» **ESTRATTO DEL DOCUMENTO**
..............................

Pregevole e puntuale a fine relazione tra gli interventi, quello dell’avvocato Astorre Mancini che ha colto il nesso della resa politica di Dossetti agli inizi degli anni ’50.
Fu senza ombra di dubbio un uomo di altissimi riferimenti umani, sociali e politici, partigiano dal ’44 al ’45 partecipando attivamente alla resistenza nell’Appennino reggiano, rappresentante del partito democratico-cristiano, poi presidente del Cln di Reggio-Emilia, convinto antifascista, fondatore della pregevole rivista “Cronache Sociali” nel ’47.
Uomo dalla feconda capacità di politico e giurista dalla intelligenza e preveggenza non comuni, membro di quelle tante e dialoganti sottocommissioni dei 75 componenti nel 1947 che, con la forza delle idee e della parola, scrissero la nostra Carta Costituzionale.
Seduti uno di fronte all’altro con Togliatti, di vent’anni più vecchio, che lo considerava con profonda stima, come ha anche ricordato il Cardinale Tonini; soprattutto durante i lavori della prima sottocommissione che elaborò l’art. 7, dal cui confronto nacque la positiva soluzione che fece uscire l’Assemblea dalle acque pericolose dello scontro frontale; così mi pare di vederli ed udirli, tanto è intenso l’emozionante ricordo di quei lavori parlamentari.

..............................

» **MATERIALE FORNITO**
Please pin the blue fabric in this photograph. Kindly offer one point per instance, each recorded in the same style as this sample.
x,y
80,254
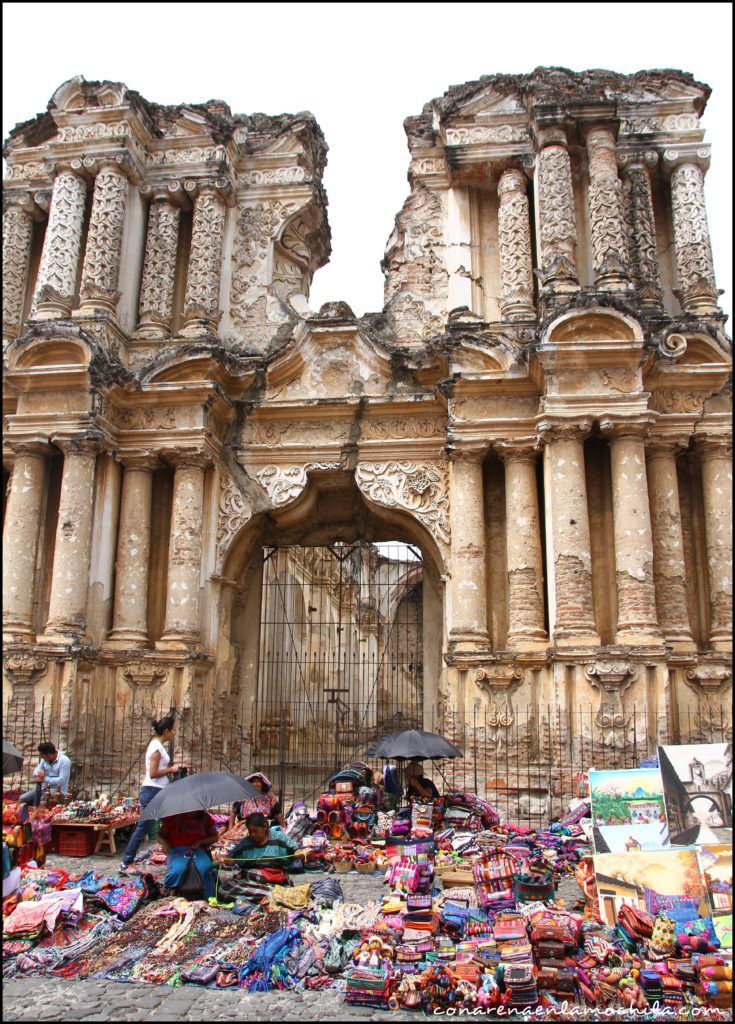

..............................

» **ELENCO DEI COMPITI**
1. Riproduci fedelmente il brano su Dossetti, partendo da "Pregevole e puntuale" e proseguendo fino a "degli anni ’50.".
2. Nel brano su Dossetti, quale avvocato ha colto il nesso della resa politica di Dossetti agli inizi degli anni ’50?
L'elenco non è necessario per svolgere i compiti.

» **RISPOSTE**
1.
Pregevole e puntuale a fine relazione tra gli interventi, quello dell’avvocato Astorre Mancini che ha colto il nesso della resa politica di Dossetti agli inizi degli anni ’50.

2. L'avvocato Astorre Mancini.